# SET TASK:
Count the lines in the data below that contain the string "seated", with case counting, and reply with only the number.

# Rows from a pointing dataset:
* start *
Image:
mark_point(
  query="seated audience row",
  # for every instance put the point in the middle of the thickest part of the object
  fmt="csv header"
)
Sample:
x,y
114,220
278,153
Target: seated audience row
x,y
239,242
* end *
* start *
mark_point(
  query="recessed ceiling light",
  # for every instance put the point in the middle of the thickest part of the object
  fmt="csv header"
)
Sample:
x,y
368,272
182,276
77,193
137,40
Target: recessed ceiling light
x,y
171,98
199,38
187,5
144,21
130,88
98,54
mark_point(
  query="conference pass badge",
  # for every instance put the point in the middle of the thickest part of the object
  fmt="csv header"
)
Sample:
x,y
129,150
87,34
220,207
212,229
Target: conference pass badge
* end *
# REPLY:
2